#### LISTED ENTRIES
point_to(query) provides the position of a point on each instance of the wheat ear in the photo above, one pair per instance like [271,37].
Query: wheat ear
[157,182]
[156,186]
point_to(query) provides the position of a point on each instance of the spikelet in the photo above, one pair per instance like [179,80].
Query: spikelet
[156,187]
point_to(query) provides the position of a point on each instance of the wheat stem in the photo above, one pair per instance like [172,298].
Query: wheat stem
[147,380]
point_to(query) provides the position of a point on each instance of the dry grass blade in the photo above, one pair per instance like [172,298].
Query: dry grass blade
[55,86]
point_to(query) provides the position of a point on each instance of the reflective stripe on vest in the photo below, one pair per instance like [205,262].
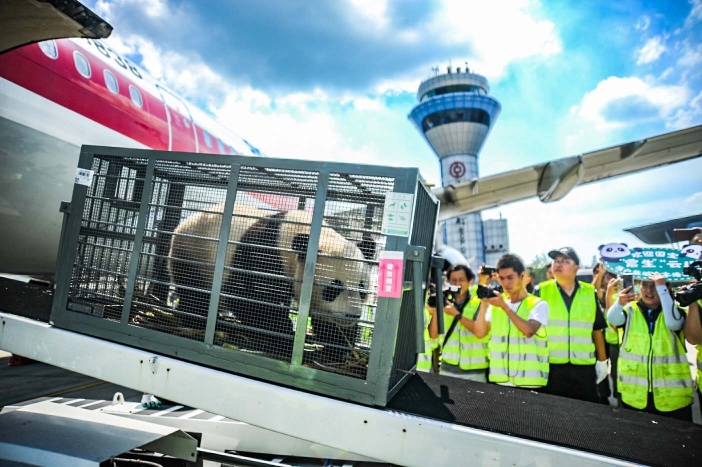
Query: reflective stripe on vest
[652,363]
[515,358]
[699,357]
[463,349]
[570,333]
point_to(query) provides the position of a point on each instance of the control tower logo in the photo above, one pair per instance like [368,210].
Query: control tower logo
[457,169]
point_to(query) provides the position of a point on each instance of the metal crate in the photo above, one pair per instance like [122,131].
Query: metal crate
[263,267]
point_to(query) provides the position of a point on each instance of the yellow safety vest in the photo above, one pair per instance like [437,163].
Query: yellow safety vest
[463,348]
[515,358]
[652,363]
[424,359]
[570,333]
[699,359]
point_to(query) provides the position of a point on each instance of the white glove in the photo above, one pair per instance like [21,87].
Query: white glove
[601,370]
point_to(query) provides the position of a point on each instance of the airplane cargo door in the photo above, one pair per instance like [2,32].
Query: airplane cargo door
[181,131]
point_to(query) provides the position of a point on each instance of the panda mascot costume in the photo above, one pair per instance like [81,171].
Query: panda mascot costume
[263,274]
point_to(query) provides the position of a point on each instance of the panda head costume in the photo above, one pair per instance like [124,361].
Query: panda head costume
[264,269]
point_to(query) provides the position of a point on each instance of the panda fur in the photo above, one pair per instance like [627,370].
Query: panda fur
[263,241]
[614,252]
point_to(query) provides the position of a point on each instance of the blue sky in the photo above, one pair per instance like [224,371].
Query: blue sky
[335,80]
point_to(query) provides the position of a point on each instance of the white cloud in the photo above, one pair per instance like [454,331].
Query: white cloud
[497,33]
[695,13]
[692,56]
[668,71]
[615,101]
[155,8]
[643,23]
[688,116]
[651,51]
[493,34]
[372,13]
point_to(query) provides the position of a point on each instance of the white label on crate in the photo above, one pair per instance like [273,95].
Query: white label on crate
[84,177]
[397,216]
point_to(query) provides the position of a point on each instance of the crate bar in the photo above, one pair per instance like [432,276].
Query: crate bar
[136,250]
[73,223]
[289,164]
[244,363]
[310,267]
[221,253]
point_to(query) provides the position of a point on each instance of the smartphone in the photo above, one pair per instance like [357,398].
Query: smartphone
[628,281]
[684,235]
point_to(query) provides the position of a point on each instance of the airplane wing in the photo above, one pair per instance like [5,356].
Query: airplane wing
[26,21]
[553,180]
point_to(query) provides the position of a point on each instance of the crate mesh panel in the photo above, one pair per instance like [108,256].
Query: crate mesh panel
[186,275]
[255,305]
[106,238]
[344,295]
[425,210]
[258,305]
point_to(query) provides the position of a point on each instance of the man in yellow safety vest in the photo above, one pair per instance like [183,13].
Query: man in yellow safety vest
[654,374]
[576,343]
[463,355]
[517,322]
[693,334]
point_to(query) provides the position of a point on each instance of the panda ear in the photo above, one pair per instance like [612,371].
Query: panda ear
[367,247]
[300,243]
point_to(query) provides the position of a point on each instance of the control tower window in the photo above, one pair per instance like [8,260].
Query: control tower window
[49,48]
[82,64]
[453,88]
[455,115]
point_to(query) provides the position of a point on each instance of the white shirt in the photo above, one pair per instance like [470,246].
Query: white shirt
[538,313]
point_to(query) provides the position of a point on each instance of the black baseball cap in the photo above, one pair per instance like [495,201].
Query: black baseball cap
[566,251]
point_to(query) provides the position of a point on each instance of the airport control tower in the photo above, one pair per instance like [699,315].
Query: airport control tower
[455,114]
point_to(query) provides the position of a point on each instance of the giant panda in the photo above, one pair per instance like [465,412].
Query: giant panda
[265,272]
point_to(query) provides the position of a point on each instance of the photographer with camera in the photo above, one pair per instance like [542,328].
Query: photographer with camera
[576,342]
[463,355]
[691,296]
[517,322]
[654,374]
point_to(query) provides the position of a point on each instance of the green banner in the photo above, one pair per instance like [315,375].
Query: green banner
[620,259]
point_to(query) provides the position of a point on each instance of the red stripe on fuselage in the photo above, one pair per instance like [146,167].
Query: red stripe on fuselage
[58,80]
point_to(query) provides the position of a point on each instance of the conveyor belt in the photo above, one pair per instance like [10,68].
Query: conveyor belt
[600,429]
[594,428]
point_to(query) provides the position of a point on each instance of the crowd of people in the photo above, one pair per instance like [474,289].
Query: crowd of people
[565,337]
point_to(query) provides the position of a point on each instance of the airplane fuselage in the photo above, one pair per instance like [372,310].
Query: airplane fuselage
[55,97]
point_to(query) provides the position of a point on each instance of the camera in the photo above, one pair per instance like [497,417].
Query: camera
[488,292]
[449,292]
[693,292]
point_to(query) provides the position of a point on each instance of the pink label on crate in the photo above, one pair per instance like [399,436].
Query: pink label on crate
[390,274]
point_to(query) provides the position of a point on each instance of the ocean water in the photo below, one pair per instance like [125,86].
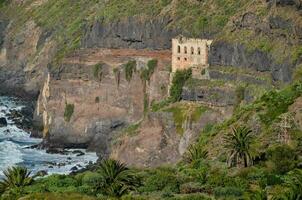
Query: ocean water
[14,151]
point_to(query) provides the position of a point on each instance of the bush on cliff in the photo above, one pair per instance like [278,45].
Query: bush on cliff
[69,109]
[130,68]
[179,79]
[97,71]
[117,179]
[15,178]
[147,72]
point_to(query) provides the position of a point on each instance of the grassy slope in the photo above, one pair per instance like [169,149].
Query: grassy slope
[67,19]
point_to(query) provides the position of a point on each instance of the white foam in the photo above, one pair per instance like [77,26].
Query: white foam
[10,155]
[13,152]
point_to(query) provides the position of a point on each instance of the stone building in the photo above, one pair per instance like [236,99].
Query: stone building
[190,53]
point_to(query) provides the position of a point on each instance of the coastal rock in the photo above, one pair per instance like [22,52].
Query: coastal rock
[236,55]
[101,107]
[41,173]
[131,32]
[157,141]
[3,122]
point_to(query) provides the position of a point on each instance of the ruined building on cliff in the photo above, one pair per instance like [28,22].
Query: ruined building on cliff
[190,53]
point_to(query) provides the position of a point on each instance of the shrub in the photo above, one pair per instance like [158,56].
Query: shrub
[130,68]
[69,110]
[156,106]
[179,79]
[238,143]
[97,71]
[15,178]
[195,153]
[161,179]
[117,179]
[223,192]
[274,103]
[298,73]
[117,75]
[191,187]
[147,73]
[283,158]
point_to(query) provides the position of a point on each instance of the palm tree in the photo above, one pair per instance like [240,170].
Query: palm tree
[293,182]
[195,153]
[117,178]
[15,177]
[238,142]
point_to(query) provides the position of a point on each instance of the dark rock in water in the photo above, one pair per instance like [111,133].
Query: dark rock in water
[41,173]
[61,164]
[7,131]
[56,151]
[74,168]
[3,122]
[78,152]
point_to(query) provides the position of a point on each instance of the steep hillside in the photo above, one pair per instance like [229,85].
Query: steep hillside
[263,35]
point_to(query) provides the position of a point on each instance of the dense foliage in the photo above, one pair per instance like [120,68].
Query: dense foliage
[179,80]
[69,109]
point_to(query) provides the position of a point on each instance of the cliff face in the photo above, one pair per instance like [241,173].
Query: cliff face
[24,57]
[136,33]
[57,59]
[103,102]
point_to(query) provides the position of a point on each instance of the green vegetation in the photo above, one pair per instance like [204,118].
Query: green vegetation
[14,180]
[117,179]
[274,103]
[117,75]
[298,73]
[195,153]
[238,143]
[184,114]
[179,80]
[147,72]
[130,68]
[69,110]
[132,129]
[97,100]
[98,71]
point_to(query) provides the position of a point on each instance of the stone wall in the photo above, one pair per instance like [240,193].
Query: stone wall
[188,53]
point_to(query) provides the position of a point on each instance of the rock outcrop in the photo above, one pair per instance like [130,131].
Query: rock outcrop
[227,54]
[132,32]
[101,105]
[156,141]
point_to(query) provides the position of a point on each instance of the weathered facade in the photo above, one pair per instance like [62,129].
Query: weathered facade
[190,53]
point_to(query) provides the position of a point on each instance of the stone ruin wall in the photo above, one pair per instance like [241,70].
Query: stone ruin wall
[190,53]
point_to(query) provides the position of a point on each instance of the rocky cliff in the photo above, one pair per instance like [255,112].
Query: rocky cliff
[77,65]
[104,97]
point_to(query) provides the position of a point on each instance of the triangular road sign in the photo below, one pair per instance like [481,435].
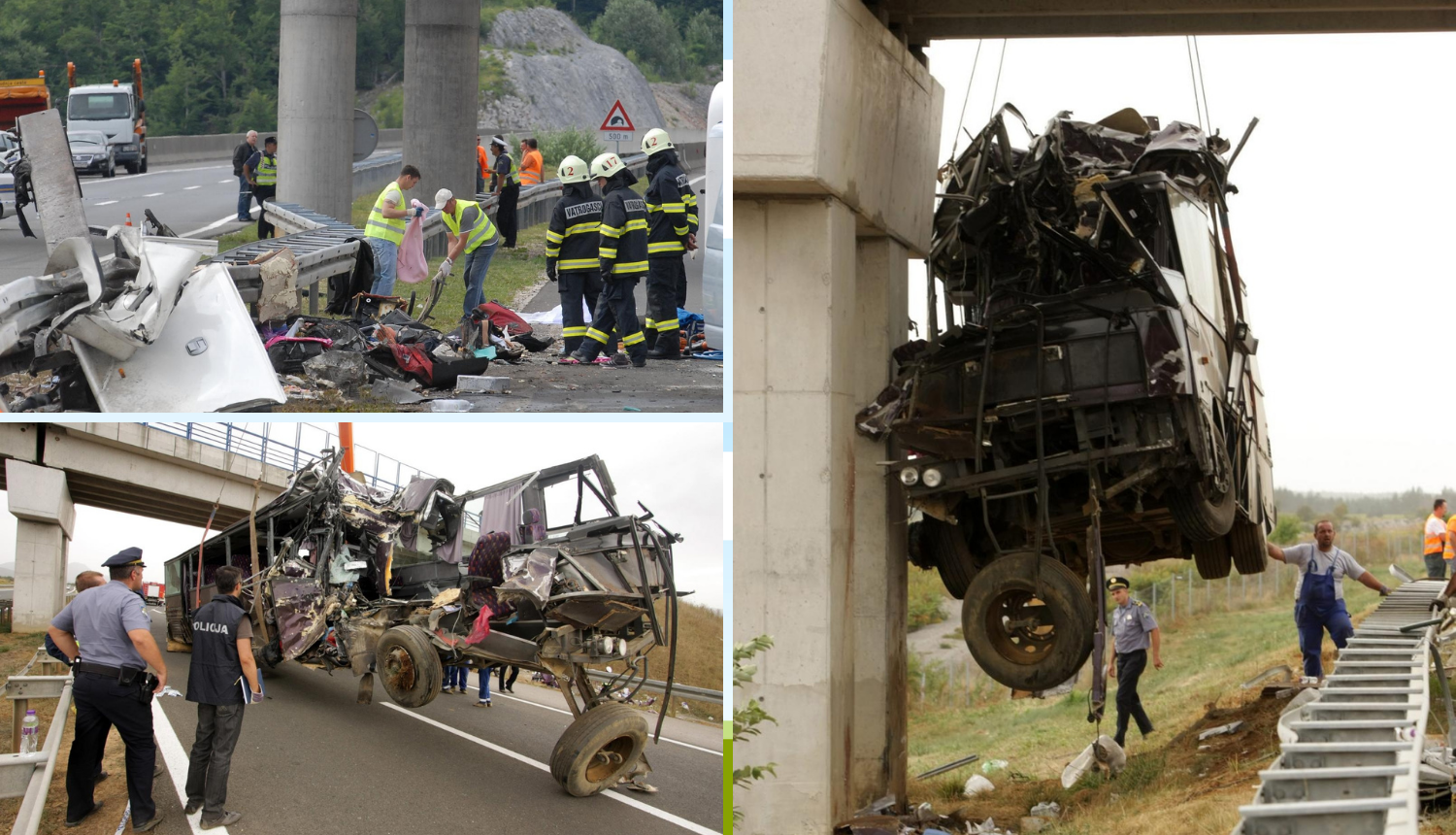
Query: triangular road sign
[617,119]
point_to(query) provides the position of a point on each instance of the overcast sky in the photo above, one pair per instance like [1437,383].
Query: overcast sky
[676,470]
[1342,209]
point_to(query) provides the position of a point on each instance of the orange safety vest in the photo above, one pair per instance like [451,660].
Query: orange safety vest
[1433,538]
[532,168]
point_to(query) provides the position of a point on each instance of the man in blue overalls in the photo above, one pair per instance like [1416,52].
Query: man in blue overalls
[1319,598]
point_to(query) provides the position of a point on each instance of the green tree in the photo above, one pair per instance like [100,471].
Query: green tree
[644,34]
[704,37]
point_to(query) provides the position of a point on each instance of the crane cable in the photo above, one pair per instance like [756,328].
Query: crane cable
[966,101]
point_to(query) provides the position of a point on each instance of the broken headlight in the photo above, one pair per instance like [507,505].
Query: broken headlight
[513,564]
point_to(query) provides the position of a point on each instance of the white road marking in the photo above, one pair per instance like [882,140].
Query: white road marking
[177,759]
[497,694]
[613,794]
[215,223]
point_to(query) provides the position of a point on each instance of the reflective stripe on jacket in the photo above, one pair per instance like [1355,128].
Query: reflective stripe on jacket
[267,172]
[386,227]
[482,232]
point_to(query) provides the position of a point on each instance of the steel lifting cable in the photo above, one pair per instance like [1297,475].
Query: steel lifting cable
[1208,118]
[996,89]
[964,102]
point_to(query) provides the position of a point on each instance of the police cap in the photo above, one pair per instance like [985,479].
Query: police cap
[125,557]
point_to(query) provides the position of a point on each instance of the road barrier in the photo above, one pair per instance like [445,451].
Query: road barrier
[1357,758]
[29,776]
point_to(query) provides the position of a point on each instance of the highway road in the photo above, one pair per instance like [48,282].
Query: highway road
[311,759]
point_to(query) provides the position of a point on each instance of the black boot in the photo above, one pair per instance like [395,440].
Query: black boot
[667,347]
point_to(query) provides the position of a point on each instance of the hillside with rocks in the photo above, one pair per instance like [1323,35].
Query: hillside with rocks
[541,70]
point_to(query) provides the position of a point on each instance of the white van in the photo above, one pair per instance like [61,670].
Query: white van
[711,216]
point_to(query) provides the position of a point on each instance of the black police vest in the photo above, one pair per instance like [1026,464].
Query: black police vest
[215,669]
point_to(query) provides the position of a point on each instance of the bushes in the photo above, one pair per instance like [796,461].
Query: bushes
[559,145]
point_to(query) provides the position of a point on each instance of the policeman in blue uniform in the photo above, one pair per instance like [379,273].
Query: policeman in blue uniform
[113,686]
[1133,633]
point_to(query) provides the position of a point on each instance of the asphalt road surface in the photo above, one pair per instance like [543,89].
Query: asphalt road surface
[311,759]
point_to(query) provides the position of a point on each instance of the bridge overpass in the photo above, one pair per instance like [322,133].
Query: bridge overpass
[835,189]
[169,471]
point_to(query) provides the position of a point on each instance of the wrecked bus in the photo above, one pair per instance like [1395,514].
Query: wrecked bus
[396,584]
[1086,390]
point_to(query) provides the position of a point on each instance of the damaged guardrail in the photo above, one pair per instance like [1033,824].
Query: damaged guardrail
[29,776]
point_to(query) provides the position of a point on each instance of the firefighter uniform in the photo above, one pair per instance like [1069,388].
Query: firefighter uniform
[622,256]
[573,245]
[672,210]
[113,688]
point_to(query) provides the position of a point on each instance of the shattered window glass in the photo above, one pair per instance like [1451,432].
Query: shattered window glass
[1197,255]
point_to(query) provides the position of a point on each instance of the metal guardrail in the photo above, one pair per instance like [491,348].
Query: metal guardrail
[1356,765]
[29,776]
[651,685]
[291,451]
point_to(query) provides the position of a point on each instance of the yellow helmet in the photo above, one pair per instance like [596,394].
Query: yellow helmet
[655,140]
[606,165]
[573,169]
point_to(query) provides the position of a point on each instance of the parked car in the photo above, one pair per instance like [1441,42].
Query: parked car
[90,153]
[1094,364]
[401,584]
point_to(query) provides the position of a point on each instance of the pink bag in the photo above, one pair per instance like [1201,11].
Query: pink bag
[413,267]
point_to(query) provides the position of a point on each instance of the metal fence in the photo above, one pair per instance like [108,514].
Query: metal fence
[293,447]
[29,776]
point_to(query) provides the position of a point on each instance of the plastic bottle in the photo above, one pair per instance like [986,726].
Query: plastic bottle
[29,733]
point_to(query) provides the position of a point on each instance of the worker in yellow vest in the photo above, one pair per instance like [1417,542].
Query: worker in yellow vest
[530,163]
[384,229]
[471,233]
[261,171]
[1435,550]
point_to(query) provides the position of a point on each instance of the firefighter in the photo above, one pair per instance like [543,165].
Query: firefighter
[622,256]
[571,250]
[672,209]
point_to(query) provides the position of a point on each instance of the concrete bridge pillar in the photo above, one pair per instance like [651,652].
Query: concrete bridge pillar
[316,104]
[46,519]
[442,82]
[833,191]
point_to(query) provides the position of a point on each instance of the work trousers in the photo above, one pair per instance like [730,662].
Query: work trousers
[1312,627]
[616,308]
[217,729]
[507,683]
[663,276]
[506,217]
[245,197]
[264,192]
[577,285]
[101,703]
[1129,706]
[477,264]
[386,265]
[1435,566]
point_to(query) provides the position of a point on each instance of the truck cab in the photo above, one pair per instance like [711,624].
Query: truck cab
[116,110]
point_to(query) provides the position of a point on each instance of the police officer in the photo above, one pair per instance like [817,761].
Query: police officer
[113,686]
[672,209]
[622,256]
[221,662]
[1133,631]
[571,250]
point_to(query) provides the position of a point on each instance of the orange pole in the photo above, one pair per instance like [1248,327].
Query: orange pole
[347,445]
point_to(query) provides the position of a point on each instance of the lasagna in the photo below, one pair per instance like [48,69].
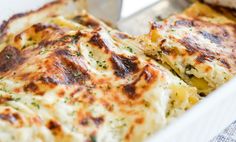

#### TO BE DONE
Find every row above that contains the string "steep", matching case, and copy each of those rows in full.

#### ANSWER BELOW
point_to(query) provides the position of a point on each instance of the steep hillside in the photo above, one pair per instance like [229,85].
Query: steep hillside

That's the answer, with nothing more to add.